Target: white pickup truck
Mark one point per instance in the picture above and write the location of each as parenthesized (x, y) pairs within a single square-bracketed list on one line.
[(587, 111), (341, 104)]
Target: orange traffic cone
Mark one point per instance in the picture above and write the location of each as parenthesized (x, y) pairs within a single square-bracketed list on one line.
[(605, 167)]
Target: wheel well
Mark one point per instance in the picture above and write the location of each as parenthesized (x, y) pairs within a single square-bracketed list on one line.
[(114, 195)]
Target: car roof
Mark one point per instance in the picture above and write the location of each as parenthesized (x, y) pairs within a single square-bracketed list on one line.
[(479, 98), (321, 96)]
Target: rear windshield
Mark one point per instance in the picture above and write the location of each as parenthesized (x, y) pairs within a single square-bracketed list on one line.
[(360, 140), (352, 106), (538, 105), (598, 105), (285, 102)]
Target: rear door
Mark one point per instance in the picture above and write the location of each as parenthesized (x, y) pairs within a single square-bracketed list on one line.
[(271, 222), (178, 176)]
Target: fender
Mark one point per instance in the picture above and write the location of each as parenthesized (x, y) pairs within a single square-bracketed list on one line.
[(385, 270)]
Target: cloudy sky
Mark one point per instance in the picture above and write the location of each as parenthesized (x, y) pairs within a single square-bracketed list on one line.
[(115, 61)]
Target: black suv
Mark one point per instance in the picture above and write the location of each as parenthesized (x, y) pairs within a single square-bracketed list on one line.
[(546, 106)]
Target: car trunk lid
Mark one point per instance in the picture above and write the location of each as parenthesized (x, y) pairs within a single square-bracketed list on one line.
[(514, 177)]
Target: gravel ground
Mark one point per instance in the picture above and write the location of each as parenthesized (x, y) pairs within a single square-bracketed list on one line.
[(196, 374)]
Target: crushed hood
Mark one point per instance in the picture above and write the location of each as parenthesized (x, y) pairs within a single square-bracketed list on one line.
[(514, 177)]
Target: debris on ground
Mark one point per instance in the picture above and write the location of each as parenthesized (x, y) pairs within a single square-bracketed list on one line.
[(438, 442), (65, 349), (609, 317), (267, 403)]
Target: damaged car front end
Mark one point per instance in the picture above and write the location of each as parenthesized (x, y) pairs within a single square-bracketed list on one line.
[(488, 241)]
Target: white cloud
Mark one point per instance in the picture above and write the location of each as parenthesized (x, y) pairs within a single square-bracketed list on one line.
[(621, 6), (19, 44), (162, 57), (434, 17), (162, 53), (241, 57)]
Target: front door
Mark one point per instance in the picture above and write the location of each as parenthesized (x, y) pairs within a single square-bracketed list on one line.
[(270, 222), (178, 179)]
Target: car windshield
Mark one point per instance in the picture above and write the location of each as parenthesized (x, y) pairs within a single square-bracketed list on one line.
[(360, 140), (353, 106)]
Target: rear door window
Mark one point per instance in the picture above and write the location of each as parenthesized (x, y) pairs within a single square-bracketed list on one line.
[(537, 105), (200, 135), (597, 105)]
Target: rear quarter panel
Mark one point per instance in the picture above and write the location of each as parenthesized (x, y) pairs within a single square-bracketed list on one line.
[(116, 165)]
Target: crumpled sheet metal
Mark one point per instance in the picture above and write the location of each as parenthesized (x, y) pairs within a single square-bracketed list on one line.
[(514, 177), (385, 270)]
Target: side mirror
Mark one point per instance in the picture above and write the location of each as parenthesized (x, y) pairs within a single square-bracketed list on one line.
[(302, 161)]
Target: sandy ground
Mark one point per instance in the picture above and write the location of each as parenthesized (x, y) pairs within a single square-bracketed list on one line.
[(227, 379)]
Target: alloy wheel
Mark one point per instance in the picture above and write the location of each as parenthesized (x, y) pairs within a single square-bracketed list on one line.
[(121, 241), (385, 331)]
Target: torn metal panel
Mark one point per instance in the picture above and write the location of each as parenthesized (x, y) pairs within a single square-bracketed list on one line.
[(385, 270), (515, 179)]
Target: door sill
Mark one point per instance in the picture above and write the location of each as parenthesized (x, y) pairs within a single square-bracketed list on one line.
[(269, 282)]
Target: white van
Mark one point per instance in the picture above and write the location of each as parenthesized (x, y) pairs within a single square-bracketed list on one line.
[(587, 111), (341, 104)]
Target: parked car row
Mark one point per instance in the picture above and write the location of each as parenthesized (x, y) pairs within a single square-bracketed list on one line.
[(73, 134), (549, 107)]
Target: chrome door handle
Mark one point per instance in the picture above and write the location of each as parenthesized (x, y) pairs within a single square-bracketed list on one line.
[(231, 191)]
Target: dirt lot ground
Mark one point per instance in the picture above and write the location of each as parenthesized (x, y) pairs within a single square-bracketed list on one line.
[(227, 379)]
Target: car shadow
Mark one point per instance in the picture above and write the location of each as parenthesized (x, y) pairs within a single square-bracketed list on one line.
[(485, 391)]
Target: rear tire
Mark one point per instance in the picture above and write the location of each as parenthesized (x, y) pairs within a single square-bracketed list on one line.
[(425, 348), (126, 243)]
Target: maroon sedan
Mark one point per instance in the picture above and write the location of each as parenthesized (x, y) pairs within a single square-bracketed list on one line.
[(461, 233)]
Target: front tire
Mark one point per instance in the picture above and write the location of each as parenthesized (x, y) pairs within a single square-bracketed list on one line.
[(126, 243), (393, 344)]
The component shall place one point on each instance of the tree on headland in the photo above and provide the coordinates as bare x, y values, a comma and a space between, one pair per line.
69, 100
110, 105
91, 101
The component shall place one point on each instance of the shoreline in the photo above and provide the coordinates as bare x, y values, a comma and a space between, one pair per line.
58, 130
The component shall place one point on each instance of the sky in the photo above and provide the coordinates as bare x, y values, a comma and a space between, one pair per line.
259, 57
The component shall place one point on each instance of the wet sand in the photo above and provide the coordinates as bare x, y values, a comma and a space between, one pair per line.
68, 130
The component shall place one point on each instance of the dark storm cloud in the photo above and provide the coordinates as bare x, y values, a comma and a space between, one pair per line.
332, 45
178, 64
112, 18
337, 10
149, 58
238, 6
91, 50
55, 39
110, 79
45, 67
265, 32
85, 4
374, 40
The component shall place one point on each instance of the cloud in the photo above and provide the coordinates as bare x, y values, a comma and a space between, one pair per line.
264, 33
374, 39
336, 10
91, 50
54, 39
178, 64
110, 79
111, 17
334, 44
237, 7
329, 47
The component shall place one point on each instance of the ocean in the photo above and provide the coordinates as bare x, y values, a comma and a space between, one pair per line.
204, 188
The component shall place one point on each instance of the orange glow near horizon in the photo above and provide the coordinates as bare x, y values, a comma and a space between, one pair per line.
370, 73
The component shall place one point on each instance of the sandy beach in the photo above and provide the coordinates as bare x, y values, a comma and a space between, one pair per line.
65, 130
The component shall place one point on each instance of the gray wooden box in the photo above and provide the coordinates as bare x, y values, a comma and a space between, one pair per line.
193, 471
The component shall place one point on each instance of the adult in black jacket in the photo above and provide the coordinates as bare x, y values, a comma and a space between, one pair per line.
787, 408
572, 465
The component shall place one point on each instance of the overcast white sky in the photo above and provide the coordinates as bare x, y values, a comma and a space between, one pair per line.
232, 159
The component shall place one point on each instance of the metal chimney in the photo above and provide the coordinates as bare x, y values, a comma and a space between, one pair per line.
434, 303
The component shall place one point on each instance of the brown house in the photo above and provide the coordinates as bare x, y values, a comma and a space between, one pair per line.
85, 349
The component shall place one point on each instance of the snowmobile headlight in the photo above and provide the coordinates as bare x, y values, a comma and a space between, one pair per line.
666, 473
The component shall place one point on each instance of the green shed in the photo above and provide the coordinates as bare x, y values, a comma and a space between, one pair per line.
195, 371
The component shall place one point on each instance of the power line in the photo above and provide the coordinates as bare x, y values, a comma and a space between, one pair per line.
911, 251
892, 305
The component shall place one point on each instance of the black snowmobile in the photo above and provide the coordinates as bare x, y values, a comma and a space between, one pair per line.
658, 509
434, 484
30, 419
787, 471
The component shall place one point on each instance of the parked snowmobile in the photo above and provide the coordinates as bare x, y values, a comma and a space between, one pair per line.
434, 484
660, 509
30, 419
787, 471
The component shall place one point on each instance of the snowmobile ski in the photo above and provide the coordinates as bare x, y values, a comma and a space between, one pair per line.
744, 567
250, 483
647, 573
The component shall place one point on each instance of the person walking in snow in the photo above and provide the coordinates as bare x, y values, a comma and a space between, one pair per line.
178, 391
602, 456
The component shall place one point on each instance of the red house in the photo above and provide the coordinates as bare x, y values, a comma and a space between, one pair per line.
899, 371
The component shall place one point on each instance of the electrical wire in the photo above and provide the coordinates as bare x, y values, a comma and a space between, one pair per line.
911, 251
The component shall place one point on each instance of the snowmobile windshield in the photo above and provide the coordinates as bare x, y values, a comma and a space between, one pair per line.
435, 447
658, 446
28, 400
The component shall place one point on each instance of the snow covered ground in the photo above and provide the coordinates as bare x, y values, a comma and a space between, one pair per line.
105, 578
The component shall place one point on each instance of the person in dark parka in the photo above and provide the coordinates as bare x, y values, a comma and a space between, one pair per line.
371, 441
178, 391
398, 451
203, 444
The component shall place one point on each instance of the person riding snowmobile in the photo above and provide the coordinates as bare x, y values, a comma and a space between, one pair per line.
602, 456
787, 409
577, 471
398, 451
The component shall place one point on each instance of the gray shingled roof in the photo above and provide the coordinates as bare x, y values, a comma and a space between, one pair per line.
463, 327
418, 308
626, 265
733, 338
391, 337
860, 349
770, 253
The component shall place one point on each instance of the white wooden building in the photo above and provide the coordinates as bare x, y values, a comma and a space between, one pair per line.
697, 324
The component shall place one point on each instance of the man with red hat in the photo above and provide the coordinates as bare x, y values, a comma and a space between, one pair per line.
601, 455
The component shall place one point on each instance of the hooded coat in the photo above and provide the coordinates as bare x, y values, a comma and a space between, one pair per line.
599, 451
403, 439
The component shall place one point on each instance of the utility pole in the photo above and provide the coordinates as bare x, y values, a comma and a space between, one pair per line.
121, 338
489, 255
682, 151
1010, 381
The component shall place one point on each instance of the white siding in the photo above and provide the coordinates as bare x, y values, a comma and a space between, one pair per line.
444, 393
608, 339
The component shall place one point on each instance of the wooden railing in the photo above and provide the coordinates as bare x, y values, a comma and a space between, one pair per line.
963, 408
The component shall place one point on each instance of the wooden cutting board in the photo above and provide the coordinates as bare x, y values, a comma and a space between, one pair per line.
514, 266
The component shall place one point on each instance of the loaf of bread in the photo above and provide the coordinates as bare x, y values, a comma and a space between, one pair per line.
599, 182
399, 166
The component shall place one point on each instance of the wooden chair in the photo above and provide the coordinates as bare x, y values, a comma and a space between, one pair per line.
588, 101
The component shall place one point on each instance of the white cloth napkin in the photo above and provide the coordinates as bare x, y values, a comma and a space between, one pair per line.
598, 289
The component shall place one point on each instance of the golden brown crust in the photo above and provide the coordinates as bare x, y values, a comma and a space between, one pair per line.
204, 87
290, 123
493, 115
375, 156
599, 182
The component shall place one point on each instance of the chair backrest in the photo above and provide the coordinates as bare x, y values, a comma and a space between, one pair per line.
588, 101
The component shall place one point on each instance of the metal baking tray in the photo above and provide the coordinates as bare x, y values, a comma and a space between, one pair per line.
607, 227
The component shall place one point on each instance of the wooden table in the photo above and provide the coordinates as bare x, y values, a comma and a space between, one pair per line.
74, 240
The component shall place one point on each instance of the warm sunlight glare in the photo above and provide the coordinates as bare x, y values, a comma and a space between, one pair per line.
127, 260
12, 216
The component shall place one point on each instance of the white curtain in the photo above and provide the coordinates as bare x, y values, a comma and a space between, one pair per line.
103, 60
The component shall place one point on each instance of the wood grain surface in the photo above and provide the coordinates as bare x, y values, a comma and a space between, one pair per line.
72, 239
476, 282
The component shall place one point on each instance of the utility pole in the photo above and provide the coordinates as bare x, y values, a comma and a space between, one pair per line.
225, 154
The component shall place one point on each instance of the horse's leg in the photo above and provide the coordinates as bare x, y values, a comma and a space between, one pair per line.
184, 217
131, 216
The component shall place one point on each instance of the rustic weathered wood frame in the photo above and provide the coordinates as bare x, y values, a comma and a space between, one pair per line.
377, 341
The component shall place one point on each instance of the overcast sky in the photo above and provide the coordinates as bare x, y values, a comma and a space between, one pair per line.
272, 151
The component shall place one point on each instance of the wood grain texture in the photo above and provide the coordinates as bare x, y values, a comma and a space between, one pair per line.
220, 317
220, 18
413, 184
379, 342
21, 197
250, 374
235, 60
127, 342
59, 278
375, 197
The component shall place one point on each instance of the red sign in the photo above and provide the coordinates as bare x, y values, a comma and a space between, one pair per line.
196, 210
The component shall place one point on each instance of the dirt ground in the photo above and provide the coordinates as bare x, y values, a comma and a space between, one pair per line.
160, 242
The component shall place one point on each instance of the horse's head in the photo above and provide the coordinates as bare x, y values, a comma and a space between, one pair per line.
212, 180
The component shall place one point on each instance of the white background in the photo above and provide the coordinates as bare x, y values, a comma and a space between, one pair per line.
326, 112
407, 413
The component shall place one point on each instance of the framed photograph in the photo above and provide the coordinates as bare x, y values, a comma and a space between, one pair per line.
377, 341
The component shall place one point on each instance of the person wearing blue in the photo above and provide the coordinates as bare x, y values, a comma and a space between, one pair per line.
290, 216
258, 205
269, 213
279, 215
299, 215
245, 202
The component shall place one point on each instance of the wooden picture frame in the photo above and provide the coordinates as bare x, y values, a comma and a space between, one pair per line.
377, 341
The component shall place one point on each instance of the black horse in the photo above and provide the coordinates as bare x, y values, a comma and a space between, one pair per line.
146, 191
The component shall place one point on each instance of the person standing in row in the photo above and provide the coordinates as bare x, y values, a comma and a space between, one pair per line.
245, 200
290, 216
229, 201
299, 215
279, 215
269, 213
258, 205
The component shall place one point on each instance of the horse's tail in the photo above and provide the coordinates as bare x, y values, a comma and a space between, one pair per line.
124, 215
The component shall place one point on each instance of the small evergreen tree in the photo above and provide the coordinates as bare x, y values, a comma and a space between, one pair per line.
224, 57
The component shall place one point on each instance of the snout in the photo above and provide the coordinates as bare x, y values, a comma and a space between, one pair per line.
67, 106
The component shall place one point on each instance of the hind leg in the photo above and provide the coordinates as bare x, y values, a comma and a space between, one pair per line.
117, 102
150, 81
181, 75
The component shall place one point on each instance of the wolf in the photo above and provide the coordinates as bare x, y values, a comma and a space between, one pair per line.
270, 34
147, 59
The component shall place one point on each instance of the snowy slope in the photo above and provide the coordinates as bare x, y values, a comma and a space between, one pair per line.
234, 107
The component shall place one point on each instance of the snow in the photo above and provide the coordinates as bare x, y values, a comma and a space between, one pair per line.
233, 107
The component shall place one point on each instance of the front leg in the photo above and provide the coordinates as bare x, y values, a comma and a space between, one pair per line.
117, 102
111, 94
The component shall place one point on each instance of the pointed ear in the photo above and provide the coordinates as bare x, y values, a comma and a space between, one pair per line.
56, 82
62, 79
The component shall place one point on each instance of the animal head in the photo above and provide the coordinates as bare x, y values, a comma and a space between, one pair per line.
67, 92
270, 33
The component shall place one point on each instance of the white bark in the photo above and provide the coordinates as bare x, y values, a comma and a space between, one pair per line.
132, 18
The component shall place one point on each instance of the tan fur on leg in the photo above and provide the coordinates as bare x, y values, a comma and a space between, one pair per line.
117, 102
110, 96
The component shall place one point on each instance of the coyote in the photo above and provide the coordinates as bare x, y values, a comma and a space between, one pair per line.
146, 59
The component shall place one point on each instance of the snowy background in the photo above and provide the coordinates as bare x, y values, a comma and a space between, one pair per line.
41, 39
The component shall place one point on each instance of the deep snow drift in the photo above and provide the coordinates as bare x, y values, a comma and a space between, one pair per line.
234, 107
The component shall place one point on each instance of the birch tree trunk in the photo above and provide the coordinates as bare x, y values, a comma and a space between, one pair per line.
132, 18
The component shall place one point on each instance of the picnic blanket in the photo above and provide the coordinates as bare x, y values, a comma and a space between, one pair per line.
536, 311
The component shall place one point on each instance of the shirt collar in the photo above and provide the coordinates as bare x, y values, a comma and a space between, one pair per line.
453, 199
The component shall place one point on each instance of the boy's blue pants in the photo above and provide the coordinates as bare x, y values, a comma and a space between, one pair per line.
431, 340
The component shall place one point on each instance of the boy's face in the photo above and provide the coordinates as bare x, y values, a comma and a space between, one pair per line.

####

Exercise => Copy out exactly the lines running from the line with "of the deep" to the end of the records, inclusive.

Result for this exercise =>
The component shall place one point on each instance of the deep snow drift in the photo above and provide the coordinates as bare x, y values, a comma and a space between, one pair per line.
234, 107
The component shall place one point on each instance of the birch tree trunk in the photo above and provide the coordinates as bare x, y values, a comma and a space between, one pair per line.
132, 18
The component shall place one point on each instance of the picnic blanket in the photo above and provide the coordinates as bare x, y values, a comma and a space between, one pair per line.
536, 311
The component shall place one point on each instance of the shirt collar in the photo above and provide the coordinates as bare x, y values, a comma and a space between, one pair per line.
453, 199
The component shall place one point on each instance of the boy's blue pants in the photo above and provide the coordinates as bare x, y values, a comma and a space between, one pair per line.
431, 340
The component shall place one point on each instance of the boy's face in the photo above and provide the coordinates as bare x, y values, a comma and a space between, one pair per line.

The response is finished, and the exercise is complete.